### MATERIAL SHOWN

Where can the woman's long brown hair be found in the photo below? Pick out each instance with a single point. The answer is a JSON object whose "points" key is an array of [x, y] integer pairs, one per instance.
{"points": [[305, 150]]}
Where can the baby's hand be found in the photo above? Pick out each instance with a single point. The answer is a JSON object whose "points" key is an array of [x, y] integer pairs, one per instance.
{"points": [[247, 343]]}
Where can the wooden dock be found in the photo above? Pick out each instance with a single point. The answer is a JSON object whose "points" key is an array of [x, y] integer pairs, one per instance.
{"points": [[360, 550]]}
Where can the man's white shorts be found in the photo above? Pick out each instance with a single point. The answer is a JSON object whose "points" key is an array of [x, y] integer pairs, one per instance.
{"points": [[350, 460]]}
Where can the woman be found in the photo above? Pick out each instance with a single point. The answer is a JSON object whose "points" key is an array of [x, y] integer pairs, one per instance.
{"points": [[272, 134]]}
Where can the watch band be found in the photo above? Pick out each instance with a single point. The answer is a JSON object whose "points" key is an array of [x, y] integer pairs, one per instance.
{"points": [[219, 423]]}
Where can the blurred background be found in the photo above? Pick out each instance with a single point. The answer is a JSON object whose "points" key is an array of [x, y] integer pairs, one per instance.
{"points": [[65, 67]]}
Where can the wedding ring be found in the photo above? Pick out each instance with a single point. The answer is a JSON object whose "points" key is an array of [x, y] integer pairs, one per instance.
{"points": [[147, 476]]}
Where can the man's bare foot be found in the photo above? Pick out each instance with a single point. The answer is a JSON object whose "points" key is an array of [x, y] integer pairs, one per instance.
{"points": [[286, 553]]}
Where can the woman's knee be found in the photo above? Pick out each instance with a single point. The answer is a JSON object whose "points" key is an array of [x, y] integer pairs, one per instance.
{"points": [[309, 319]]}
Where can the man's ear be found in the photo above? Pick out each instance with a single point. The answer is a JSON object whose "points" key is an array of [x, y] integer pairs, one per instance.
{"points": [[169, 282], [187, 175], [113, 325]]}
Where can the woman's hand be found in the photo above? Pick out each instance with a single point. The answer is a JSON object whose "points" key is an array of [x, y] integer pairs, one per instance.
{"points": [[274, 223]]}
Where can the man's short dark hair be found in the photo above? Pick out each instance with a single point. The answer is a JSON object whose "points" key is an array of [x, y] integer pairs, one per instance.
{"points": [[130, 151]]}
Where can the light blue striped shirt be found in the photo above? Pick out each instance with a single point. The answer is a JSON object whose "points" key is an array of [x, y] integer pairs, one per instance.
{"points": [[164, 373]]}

######
### MATERIAL SHOWN

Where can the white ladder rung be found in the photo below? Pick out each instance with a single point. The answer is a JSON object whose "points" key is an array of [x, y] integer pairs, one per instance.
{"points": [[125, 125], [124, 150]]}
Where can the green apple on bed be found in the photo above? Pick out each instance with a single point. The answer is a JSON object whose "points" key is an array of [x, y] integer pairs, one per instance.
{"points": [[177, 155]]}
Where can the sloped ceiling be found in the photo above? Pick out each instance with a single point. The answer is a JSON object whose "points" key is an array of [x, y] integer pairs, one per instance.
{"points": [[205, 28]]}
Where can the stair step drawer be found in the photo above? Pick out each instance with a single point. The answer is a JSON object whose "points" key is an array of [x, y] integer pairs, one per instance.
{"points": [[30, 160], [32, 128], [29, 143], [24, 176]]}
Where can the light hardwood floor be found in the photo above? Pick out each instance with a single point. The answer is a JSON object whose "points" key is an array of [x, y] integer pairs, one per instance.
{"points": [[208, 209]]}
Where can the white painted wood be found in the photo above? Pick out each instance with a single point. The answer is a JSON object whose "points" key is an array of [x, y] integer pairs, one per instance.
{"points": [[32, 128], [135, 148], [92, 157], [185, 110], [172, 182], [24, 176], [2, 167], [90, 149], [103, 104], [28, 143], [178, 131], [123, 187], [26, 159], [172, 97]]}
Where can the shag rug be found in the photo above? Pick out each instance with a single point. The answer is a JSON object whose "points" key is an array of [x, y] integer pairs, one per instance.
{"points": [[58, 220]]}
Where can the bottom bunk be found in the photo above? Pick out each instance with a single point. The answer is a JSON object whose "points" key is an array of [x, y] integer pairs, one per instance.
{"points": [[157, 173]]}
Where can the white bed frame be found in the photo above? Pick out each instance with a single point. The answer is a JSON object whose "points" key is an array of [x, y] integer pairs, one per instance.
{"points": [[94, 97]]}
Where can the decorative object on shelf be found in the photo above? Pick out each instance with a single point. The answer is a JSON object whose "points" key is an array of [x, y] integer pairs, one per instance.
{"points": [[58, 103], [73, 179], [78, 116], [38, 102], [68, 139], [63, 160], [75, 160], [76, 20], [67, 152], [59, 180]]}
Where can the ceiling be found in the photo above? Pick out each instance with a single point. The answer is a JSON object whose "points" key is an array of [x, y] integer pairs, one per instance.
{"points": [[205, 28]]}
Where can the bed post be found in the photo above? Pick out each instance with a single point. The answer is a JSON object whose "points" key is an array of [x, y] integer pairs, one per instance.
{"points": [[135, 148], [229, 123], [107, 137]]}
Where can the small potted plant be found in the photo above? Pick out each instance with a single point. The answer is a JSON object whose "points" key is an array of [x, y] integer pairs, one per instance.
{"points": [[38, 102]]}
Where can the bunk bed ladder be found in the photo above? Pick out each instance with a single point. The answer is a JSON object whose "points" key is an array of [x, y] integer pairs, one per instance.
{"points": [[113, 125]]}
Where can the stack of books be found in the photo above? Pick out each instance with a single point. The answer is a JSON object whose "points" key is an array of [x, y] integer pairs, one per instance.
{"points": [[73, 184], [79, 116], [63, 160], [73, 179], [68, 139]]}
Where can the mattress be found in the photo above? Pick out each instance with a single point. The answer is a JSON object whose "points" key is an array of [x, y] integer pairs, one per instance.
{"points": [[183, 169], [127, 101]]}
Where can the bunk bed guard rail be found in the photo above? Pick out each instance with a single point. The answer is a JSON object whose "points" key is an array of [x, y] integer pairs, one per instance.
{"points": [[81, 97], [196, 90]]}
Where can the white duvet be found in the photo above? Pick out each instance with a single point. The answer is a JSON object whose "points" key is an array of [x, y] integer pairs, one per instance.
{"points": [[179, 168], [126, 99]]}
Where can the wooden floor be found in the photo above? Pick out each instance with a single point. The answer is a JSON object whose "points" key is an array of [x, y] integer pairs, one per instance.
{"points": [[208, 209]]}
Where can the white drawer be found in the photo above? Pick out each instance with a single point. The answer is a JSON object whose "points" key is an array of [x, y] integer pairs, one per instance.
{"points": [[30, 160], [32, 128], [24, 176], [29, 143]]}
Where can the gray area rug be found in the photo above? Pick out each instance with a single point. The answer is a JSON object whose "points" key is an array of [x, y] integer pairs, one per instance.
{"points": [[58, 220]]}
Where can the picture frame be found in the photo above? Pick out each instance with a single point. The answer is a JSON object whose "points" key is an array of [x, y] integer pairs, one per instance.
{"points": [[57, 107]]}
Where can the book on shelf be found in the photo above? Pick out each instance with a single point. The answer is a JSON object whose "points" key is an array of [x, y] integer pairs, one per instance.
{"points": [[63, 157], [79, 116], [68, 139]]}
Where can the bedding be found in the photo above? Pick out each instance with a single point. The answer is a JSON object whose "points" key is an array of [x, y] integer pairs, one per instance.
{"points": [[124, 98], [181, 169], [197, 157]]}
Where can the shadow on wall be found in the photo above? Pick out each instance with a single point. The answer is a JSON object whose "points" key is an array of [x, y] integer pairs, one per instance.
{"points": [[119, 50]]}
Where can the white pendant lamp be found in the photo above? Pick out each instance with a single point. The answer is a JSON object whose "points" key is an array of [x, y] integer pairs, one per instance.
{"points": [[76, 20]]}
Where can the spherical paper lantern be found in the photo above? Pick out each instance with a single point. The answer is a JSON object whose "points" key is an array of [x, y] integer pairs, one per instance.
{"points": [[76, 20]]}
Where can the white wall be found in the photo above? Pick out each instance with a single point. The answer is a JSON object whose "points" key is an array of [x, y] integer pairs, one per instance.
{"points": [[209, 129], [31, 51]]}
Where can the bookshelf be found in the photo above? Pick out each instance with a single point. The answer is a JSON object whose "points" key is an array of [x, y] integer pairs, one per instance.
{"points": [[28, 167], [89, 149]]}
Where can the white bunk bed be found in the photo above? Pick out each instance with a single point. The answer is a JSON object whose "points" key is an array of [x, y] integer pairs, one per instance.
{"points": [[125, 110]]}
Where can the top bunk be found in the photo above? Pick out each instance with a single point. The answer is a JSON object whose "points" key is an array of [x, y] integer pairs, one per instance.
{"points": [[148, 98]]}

######
### MATERIAL SHOWN

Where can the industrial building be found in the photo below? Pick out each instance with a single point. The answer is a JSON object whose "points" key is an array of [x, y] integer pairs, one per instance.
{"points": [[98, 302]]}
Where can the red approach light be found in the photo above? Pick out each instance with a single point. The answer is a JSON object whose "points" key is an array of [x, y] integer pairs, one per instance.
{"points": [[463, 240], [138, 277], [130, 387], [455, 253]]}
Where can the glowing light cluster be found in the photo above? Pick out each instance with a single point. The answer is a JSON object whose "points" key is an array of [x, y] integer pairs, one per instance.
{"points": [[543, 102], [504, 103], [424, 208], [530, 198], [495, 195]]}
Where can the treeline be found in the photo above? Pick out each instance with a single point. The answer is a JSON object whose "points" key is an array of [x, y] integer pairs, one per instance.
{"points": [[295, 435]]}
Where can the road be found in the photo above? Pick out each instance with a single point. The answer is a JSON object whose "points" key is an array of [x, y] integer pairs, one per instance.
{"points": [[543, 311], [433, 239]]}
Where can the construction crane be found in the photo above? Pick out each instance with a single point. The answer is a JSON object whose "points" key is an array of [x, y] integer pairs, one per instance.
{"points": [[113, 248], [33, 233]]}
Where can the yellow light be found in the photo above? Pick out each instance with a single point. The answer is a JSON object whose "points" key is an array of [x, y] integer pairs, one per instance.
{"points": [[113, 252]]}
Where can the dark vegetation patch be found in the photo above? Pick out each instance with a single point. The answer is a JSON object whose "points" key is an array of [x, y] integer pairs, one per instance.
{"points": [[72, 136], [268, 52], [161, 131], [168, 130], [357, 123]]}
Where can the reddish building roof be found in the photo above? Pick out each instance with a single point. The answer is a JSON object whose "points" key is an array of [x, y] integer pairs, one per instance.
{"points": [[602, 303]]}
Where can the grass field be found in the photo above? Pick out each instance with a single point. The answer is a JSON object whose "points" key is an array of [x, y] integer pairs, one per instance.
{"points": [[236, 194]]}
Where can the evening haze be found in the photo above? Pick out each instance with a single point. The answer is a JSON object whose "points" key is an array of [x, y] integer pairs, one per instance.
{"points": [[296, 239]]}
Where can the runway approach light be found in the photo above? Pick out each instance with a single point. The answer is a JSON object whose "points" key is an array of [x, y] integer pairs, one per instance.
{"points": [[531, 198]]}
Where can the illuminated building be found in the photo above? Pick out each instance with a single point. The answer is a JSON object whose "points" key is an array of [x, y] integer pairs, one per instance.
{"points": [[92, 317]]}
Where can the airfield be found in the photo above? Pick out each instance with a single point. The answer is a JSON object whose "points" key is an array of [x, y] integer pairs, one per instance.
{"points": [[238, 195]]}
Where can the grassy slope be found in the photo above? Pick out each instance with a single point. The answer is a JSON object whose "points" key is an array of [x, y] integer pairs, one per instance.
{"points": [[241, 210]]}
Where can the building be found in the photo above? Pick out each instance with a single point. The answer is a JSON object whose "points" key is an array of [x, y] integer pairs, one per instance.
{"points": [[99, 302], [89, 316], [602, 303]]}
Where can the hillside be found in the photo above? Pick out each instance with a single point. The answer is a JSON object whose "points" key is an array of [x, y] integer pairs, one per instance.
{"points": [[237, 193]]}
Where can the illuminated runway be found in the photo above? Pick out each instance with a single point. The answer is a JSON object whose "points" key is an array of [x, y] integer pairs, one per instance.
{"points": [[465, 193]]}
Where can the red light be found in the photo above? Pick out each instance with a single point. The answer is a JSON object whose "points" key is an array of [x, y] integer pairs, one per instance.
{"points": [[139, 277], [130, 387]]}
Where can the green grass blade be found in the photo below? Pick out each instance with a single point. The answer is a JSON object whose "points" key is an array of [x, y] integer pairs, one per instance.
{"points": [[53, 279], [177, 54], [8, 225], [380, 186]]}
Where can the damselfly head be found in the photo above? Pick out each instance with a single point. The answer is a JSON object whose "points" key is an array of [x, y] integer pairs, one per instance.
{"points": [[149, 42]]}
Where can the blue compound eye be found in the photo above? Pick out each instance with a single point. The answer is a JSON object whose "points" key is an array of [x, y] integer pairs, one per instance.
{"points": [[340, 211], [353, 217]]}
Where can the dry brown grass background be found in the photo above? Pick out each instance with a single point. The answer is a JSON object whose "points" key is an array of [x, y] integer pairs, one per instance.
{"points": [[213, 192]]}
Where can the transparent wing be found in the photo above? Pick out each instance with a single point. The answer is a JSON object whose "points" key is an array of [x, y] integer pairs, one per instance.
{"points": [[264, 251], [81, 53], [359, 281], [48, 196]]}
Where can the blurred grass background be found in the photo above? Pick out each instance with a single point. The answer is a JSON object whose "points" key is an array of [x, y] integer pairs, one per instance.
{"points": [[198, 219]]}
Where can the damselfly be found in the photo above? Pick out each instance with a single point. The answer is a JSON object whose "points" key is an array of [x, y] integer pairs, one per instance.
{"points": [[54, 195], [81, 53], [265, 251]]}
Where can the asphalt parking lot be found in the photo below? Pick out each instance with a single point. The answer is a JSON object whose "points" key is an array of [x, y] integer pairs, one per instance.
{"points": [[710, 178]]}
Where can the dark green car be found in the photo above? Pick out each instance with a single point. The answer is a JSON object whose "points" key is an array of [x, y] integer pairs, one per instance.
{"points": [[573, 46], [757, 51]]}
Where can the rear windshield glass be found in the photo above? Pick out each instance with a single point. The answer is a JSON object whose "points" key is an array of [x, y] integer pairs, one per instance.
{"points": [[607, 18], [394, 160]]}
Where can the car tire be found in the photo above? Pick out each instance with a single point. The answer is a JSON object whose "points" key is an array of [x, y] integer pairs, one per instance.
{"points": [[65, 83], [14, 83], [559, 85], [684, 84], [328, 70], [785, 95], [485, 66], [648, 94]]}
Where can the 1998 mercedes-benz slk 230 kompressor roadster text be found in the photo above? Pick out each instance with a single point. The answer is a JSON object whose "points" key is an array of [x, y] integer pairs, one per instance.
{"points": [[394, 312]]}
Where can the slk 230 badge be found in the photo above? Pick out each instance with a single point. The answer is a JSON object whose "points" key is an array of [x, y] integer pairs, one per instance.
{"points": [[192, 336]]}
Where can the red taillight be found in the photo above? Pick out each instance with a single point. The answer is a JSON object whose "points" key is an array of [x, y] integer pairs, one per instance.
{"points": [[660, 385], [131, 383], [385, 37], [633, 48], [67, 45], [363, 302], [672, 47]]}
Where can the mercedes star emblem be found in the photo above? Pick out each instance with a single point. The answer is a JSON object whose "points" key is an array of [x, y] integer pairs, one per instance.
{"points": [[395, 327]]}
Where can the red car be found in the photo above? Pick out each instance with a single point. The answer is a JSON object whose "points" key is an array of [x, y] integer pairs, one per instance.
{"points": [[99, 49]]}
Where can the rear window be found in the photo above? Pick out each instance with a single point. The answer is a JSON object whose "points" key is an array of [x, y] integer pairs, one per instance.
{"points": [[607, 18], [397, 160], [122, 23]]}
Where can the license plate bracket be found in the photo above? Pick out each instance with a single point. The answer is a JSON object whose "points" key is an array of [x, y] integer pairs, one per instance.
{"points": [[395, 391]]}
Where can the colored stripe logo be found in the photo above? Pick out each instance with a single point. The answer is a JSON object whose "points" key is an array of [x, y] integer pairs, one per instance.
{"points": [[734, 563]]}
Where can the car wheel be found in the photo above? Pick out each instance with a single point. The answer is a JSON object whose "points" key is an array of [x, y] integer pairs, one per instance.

######

PROBLEM DESCRIPTION: Filter the items above, keeping each line that contains the string "below", and copy those lines out. Treat uppercase and lowercase as different.

SOLUTION FOR THIS TASK:
Where can the woman's long brown hair be found in the photo below? Pick out each instance with a single point. The answer is a JSON object whose "points" key is an array of [x, y] integer pairs, one per instance.
Where can the white ladder rung be found in the photo below? Pick out each instance with a single point. The answer is a JSON object whose "points" key is an array of [x, y] integer pairs, one per instance.
Where can the industrial building be found in the photo below? Pick out each instance with a single point. The answer is a JSON object whose "points" key is an array of [x, y] integer pairs, one per instance.
Where can the green grass blade be found in the photo below? Pick out each instance with a single point. The answer is a JSON object whose "points" key is an array of [x, y] integer pairs, one per instance.
Where can the asphalt parking lot be found in the photo below? Pick out each instance with a single point. The answer is a JSON object whose "points" key is an array of [x, y] integer pairs, one per instance.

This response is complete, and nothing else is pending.